▶ **Task goal**:
Could you transcribe every record below exactly, leaving out any pictures?

▶ **Dataset extract**:
****************************************

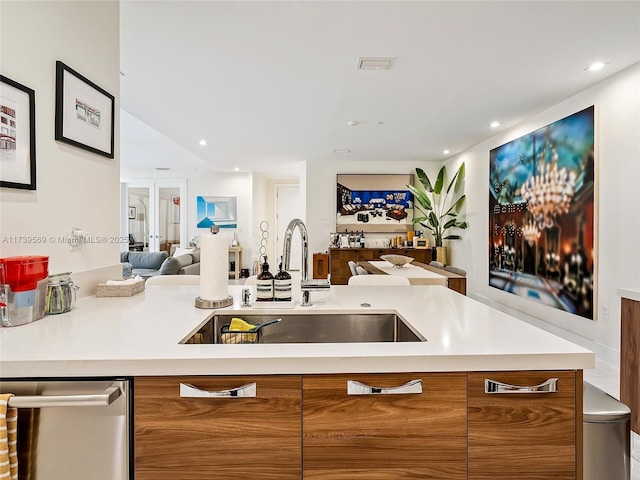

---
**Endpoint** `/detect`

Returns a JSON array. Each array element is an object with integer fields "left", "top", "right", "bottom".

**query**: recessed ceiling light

[
  {"left": 333, "top": 149, "right": 351, "bottom": 154},
  {"left": 155, "top": 167, "right": 171, "bottom": 171},
  {"left": 490, "top": 121, "right": 501, "bottom": 128},
  {"left": 586, "top": 61, "right": 606, "bottom": 72},
  {"left": 347, "top": 120, "right": 359, "bottom": 127},
  {"left": 234, "top": 167, "right": 240, "bottom": 172},
  {"left": 377, "top": 121, "right": 385, "bottom": 125},
  {"left": 443, "top": 149, "right": 450, "bottom": 155},
  {"left": 356, "top": 57, "right": 395, "bottom": 70},
  {"left": 199, "top": 139, "right": 207, "bottom": 146}
]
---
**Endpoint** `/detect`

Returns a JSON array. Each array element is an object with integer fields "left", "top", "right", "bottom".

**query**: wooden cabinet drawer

[
  {"left": 468, "top": 370, "right": 579, "bottom": 480},
  {"left": 135, "top": 375, "right": 302, "bottom": 480},
  {"left": 303, "top": 373, "right": 467, "bottom": 479}
]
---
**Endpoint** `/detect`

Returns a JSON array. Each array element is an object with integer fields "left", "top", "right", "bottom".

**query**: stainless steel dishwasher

[{"left": 0, "top": 378, "right": 131, "bottom": 480}]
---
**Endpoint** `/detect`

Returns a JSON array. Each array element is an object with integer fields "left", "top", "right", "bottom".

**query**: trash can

[{"left": 583, "top": 381, "right": 631, "bottom": 480}]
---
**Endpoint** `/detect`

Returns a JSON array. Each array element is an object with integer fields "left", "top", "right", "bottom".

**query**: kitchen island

[{"left": 1, "top": 284, "right": 594, "bottom": 479}]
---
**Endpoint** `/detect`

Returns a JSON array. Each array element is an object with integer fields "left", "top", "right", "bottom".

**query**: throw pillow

[
  {"left": 189, "top": 249, "right": 200, "bottom": 263},
  {"left": 159, "top": 254, "right": 193, "bottom": 275},
  {"left": 172, "top": 247, "right": 194, "bottom": 257}
]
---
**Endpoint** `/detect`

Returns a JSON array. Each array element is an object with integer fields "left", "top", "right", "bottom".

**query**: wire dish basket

[
  {"left": 219, "top": 318, "right": 281, "bottom": 344},
  {"left": 220, "top": 325, "right": 260, "bottom": 344}
]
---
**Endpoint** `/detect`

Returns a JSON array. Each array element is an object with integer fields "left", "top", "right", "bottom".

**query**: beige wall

[{"left": 0, "top": 1, "right": 121, "bottom": 275}]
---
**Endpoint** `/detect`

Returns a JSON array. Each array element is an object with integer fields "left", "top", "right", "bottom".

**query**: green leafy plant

[{"left": 406, "top": 163, "right": 468, "bottom": 247}]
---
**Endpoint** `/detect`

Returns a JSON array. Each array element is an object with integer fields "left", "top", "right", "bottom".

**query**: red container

[{"left": 0, "top": 255, "right": 49, "bottom": 292}]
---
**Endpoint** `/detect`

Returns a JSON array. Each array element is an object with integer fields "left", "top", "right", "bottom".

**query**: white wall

[
  {"left": 0, "top": 1, "right": 120, "bottom": 275},
  {"left": 187, "top": 172, "right": 253, "bottom": 270},
  {"left": 448, "top": 64, "right": 640, "bottom": 364}
]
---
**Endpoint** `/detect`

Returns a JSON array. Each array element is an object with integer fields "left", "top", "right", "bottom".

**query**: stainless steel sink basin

[{"left": 183, "top": 313, "right": 426, "bottom": 344}]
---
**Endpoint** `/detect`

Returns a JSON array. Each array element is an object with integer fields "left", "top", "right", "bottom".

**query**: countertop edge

[
  {"left": 617, "top": 288, "right": 640, "bottom": 302},
  {"left": 0, "top": 352, "right": 594, "bottom": 378}
]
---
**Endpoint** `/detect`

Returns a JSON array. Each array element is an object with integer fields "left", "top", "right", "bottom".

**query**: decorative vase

[{"left": 436, "top": 246, "right": 448, "bottom": 266}]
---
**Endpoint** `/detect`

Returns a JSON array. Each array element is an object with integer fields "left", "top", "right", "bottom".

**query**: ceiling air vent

[{"left": 357, "top": 57, "right": 395, "bottom": 70}]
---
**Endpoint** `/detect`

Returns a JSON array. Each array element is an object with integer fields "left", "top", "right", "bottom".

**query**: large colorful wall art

[
  {"left": 489, "top": 106, "right": 595, "bottom": 319},
  {"left": 336, "top": 174, "right": 414, "bottom": 233}
]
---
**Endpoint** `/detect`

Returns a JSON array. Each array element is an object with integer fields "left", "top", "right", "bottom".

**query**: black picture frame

[
  {"left": 128, "top": 206, "right": 136, "bottom": 220},
  {"left": 0, "top": 75, "right": 36, "bottom": 190},
  {"left": 55, "top": 61, "right": 114, "bottom": 158}
]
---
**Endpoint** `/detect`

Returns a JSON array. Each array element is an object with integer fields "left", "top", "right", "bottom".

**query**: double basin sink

[{"left": 183, "top": 313, "right": 426, "bottom": 344}]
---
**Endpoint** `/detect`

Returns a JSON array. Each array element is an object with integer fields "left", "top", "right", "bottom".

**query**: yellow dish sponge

[
  {"left": 229, "top": 317, "right": 256, "bottom": 332},
  {"left": 223, "top": 317, "right": 257, "bottom": 343}
]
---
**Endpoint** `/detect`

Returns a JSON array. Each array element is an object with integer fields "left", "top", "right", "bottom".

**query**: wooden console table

[{"left": 619, "top": 288, "right": 640, "bottom": 434}]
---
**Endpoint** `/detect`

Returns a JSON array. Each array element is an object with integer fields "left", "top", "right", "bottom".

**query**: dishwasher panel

[{"left": 0, "top": 378, "right": 130, "bottom": 480}]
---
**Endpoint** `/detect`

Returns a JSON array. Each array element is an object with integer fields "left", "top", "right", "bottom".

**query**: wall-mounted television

[{"left": 336, "top": 174, "right": 414, "bottom": 233}]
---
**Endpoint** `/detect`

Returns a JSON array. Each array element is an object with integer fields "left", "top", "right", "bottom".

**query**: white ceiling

[{"left": 119, "top": 1, "right": 640, "bottom": 177}]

****************************************

▶ **Response to the task**:
---
**Endpoint** `/detect`

Returns a JSON array. Each array element is an object with integer fields "left", "top", "right", "bottom".

**query**: recessed ceiling light

[
  {"left": 333, "top": 149, "right": 351, "bottom": 154},
  {"left": 155, "top": 167, "right": 171, "bottom": 171},
  {"left": 490, "top": 121, "right": 501, "bottom": 128},
  {"left": 586, "top": 61, "right": 606, "bottom": 72},
  {"left": 347, "top": 120, "right": 359, "bottom": 127},
  {"left": 234, "top": 167, "right": 240, "bottom": 172},
  {"left": 377, "top": 121, "right": 385, "bottom": 125},
  {"left": 443, "top": 149, "right": 450, "bottom": 155},
  {"left": 356, "top": 57, "right": 395, "bottom": 70},
  {"left": 199, "top": 139, "right": 207, "bottom": 146}
]
---
**Endpoint** `/detect`

Returns a JSON array. Each array element is an object with integer fields "left", "top", "right", "bottom".

**query**: wooden cabinet drawer

[
  {"left": 468, "top": 370, "right": 579, "bottom": 480},
  {"left": 135, "top": 375, "right": 302, "bottom": 480},
  {"left": 303, "top": 373, "right": 467, "bottom": 479}
]
---
**Endpoint** `/detect`

Returns a JSON array. Each array element is an object with integer fields "left", "top", "right", "bottom".

**query**: stainless steel dishwasher

[{"left": 0, "top": 378, "right": 131, "bottom": 480}]
---
**Endpoint** `/detect`

Returns a JSON array. Each array element is an object with integer fields "left", "top", "right", "bottom".

**query**: trash can

[{"left": 583, "top": 381, "right": 631, "bottom": 480}]
---
**Endpoint** `/detect`

Returns a JSON array. Each array element is an object with integer fields "left", "top", "right", "bottom".

**query**: kitchen island

[{"left": 1, "top": 284, "right": 594, "bottom": 479}]
---
**Endpoint** `/detect`

Returns a JSON array. Each array element is an object with integer fields "left", "top", "right", "bottom".

**query**: throw pillow

[
  {"left": 189, "top": 249, "right": 200, "bottom": 263},
  {"left": 159, "top": 254, "right": 193, "bottom": 275},
  {"left": 172, "top": 247, "right": 194, "bottom": 257}
]
---
**Endpoint** `/detect`

Returns a JSON array. Each array element is an object with integer fields "left", "top", "right", "bottom".

**query**: wire dish basket

[
  {"left": 219, "top": 318, "right": 281, "bottom": 344},
  {"left": 220, "top": 325, "right": 260, "bottom": 344}
]
---
**Endpoint** `/detect`

Returns a JSON array. Each array element is an object with integer fields "left", "top", "right", "bottom".

**query**: beige wall

[{"left": 0, "top": 1, "right": 121, "bottom": 275}]
---
**Endpoint** `/detect`

Returns a JSON array. Each array element is an object with integer fields "left", "top", "right", "bottom".

**query**: green leafy plant

[{"left": 406, "top": 163, "right": 468, "bottom": 247}]
---
**Endpoint** `/detect`

Returns a JSON array. Each array element is an object with integer fields "left", "top", "right", "bottom".

**query**: red container

[{"left": 0, "top": 255, "right": 49, "bottom": 292}]
---
**Endpoint** `/detect`

Returns a JSON array. Each array element is an object with integer fields "left", "top", "right", "bottom".

**query**: white wall

[
  {"left": 0, "top": 1, "right": 120, "bottom": 275},
  {"left": 187, "top": 172, "right": 253, "bottom": 270},
  {"left": 448, "top": 64, "right": 640, "bottom": 364}
]
---
**Endpoint** `/detect`

Returns a JSON array. Each array element is an object with integer fields "left", "top", "right", "bottom".

**query**: stainless steel sink basin

[{"left": 183, "top": 313, "right": 426, "bottom": 344}]
---
**Endpoint** `/detect`

Returns a JSON array. Each array element is an object with integer fields "left", "top", "right", "bottom".

**query**: countertop edge

[
  {"left": 617, "top": 288, "right": 640, "bottom": 302},
  {"left": 0, "top": 352, "right": 594, "bottom": 378}
]
---
**Endpoint** `/detect`

Returns a JSON array. Each array element is an object with integer fields "left", "top", "right", "bottom".

**query**: decorative vase

[{"left": 436, "top": 246, "right": 448, "bottom": 266}]
---
**Endpoint** `/detect`

Returns a JSON array. Each array element is an object with integer fields "left", "top", "right", "bottom".

**query**: ceiling air vent

[{"left": 357, "top": 57, "right": 395, "bottom": 70}]
---
**Endpoint** `/detect`

Returns a JSON array. Each array element is an object with integer fields "left", "top", "right", "bottom".

**query**: large colorful wall art

[
  {"left": 489, "top": 106, "right": 595, "bottom": 319},
  {"left": 336, "top": 174, "right": 414, "bottom": 233}
]
---
**Endpoint** `/detect`

Returns a JSON array. Each array element is an object with integer fields "left", "top", "right", "bottom".

**query**: black picture frame

[
  {"left": 128, "top": 206, "right": 136, "bottom": 220},
  {"left": 0, "top": 75, "right": 36, "bottom": 190},
  {"left": 55, "top": 61, "right": 114, "bottom": 158}
]
---
**Endpoint** `/detect`

Returns a JSON array. Each array element is an object with integer fields "left", "top", "right", "bottom".

**query**: double basin sink

[{"left": 183, "top": 313, "right": 426, "bottom": 344}]
---
**Endpoint** `/detect`

Returns a JSON array. Each array element is an object with integer fields "left", "top", "right", "bottom".

**query**: yellow dish sponge

[
  {"left": 229, "top": 317, "right": 256, "bottom": 332},
  {"left": 223, "top": 317, "right": 257, "bottom": 343}
]
---
**Endpoint** `/detect`

Returns a JSON array. Each array element is an object with integer fields "left", "top", "right", "bottom".

**query**: wooden console table

[{"left": 619, "top": 288, "right": 640, "bottom": 434}]
---
**Endpoint** `/detect`

Returns a JSON array. Each array element is an object with integer fields "left", "top", "right", "bottom".

**query**: dishwasher panel

[{"left": 0, "top": 378, "right": 130, "bottom": 480}]
---
**Endpoint** `/detect`

Returns a JSON array. Each array element is an object with integer fields "left", "top", "right", "bottom".

**query**: wall-mounted television

[{"left": 336, "top": 174, "right": 414, "bottom": 233}]
---
**Endpoint** `/detect`

Returns a JSON array. Each array element is an object with integer fields "left", "top", "right", "bottom".

**query**: white ceiling

[{"left": 119, "top": 1, "right": 640, "bottom": 177}]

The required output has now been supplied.